[Excerpts from a pointing dataset]
......

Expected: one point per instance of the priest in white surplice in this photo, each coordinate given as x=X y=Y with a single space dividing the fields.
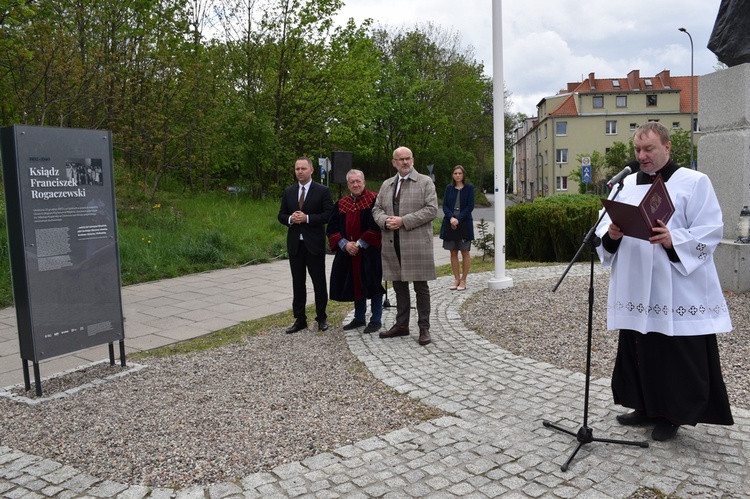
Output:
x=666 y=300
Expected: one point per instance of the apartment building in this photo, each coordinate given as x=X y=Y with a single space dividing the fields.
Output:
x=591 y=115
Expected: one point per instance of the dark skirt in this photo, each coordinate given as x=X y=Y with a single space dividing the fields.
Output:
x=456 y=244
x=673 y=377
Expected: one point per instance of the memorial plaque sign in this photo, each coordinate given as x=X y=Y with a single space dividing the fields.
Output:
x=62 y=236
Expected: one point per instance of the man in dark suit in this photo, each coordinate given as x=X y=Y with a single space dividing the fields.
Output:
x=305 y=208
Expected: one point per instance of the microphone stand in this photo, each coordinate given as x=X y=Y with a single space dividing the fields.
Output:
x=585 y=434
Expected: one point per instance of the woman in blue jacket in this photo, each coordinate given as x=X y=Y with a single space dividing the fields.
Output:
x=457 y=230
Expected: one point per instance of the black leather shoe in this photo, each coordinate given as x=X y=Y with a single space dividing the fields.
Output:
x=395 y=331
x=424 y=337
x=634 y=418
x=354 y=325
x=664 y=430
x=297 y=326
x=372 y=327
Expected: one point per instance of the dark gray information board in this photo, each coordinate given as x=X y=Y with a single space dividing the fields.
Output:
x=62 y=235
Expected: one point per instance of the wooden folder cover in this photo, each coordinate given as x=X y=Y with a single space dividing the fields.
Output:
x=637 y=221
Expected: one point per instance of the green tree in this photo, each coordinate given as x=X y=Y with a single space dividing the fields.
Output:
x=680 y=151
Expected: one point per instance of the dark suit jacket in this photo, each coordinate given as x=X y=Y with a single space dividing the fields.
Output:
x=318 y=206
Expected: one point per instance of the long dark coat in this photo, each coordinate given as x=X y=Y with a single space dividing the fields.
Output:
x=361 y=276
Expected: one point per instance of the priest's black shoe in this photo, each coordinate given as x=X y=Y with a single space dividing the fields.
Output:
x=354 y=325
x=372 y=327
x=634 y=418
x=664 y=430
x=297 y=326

......

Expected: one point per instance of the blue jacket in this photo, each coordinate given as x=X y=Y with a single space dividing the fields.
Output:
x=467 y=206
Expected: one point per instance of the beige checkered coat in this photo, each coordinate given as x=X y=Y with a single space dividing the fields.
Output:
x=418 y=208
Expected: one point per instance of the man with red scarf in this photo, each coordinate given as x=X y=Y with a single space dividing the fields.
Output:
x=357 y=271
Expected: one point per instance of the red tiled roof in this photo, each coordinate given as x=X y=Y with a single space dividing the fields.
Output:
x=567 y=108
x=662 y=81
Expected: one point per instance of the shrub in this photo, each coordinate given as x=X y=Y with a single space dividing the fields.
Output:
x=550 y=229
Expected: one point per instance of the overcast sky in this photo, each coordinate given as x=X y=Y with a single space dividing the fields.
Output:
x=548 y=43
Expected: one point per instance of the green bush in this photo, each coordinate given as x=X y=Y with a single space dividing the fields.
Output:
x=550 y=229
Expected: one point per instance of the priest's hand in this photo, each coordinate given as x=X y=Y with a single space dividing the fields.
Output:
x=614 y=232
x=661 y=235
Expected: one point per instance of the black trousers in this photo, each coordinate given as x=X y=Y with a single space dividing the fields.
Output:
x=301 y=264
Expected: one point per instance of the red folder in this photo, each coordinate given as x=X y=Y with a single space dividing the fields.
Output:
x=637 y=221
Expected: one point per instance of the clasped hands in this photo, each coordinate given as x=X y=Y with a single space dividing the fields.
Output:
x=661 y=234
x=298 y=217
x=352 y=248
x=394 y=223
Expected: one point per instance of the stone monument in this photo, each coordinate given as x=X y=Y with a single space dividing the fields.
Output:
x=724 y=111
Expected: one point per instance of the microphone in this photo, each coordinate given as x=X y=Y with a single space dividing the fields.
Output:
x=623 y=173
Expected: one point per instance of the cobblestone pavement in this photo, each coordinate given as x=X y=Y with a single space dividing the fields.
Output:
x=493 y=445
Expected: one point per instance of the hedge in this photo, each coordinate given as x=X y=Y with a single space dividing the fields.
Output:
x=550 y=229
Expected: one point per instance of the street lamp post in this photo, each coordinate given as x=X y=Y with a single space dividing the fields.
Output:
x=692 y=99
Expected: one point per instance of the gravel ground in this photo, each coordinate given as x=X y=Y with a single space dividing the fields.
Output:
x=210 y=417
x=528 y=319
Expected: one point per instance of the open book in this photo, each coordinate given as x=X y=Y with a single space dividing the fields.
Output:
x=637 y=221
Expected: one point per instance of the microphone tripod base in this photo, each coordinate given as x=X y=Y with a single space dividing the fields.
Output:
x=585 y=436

......

(WHAT TO WORK ON) Extract each line above that contains the string "blue", copying it in full. Treat case as significant.

(RESPONSE)
Expected: one point per instance of the woman in blue jacket in this photo, each coordinate given as x=X y=Y with a single space dividing the fields.
Expected: one point per instance of the blue jacket in this photo, each coordinate given as x=X y=Y with a single space dividing the fields.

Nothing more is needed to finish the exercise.